TASK OBJECTIVE
Change every "Reviewer note" in the records below to "Annotator note", and reproduce them with all other text left as it is.

++++

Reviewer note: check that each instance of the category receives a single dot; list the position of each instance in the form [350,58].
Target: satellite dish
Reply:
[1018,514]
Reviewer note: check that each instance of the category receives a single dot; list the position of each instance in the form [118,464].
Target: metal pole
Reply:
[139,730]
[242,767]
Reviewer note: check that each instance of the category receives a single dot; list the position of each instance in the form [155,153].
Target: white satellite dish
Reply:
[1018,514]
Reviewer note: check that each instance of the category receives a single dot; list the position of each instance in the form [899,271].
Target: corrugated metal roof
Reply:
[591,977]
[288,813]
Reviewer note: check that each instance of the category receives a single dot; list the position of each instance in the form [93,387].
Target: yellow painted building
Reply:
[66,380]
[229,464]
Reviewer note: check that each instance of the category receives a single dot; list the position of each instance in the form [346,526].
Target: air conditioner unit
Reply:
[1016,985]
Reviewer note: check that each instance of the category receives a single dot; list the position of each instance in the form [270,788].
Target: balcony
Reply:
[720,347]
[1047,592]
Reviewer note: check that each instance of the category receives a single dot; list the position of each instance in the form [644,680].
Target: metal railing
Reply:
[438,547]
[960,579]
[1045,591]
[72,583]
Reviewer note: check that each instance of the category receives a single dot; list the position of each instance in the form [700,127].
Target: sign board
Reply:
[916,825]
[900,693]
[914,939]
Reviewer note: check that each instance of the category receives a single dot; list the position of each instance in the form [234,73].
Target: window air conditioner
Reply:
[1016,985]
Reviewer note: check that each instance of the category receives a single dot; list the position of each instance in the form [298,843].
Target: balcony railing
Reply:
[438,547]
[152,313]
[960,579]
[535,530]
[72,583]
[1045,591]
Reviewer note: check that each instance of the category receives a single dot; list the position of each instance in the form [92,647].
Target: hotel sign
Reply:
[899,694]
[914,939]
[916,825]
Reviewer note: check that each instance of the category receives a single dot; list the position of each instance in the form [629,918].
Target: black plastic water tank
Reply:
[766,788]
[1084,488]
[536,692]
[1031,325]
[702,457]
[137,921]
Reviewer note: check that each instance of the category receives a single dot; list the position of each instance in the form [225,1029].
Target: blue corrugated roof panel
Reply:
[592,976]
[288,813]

++++

ANSWER FOR THIS EXERCISE
Annotator note: check that each instance of the category receives a single dot; list the position of each instance in the form [350,58].
Target: satellite dish
Reply:
[1018,514]
Annotator note: check that each instance of the category receives a single dot; list the position of each instance in the form [118,464].
Target: metal pole
Reply:
[139,730]
[242,767]
Annotator note: check that each instance of the category receives a single dot; list the position of each instance in the form [155,153].
Target: white satellite dish
Reply:
[1018,514]
Annotator note: check that each instance of the category receives a single dot; list the position of each instance in the form [899,271].
Target: corrugated metal roof
Reply:
[591,977]
[288,813]
Annotator note: check that each instance of the category receives a single dot; list the position of each instance in the form [93,387].
Target: yellow painted building
Reply:
[66,380]
[229,464]
Annotator note: check that each instance of the category receives a single dot; list the position of each instance in the form [346,526].
Target: air conditioner unit
Reply:
[1016,985]
Annotator note: check that each instance of the category receives a single dot; list the position of each instance in the form [270,788].
Target: balcony
Reply:
[720,347]
[1047,592]
Annotator note: check that each instance of the category receives a single dot; list the position of each instance in the form [644,680].
Target: metal railing
Reply:
[438,547]
[960,579]
[1045,591]
[72,583]
Annotator note: check that each instance of the category receives a single dot; list the position of each instance in the form [700,127].
Target: sign board
Reply:
[916,825]
[900,693]
[914,939]
Annotator note: check that each instance of the category receives a single dot; list the position of each instance in the form [234,73].
Target: window air conditioner
Reply:
[1016,985]
Annotator note: check that each instance of the category receives a single dot; list the position of each instance in the form [298,843].
Target: balcony railing
Reply:
[438,547]
[152,313]
[960,579]
[535,530]
[72,583]
[1045,591]
Annotator note: check that each instance of the category receives a single dot; list the position of each instance in the form [92,647].
Target: hotel sign
Reply:
[899,694]
[914,939]
[916,825]
Annotator note: check that each instance of the category receives a single dot; list the position of each instance in the form [629,918].
Target: black plastic water tank
Reply:
[766,788]
[1084,488]
[536,692]
[1031,325]
[702,457]
[137,921]
Annotator note: check that each instance of the category receives a single dot; list the position of each instance in the form [225,1029].
Target: blue corrugated roof panel
Reply:
[592,976]
[288,813]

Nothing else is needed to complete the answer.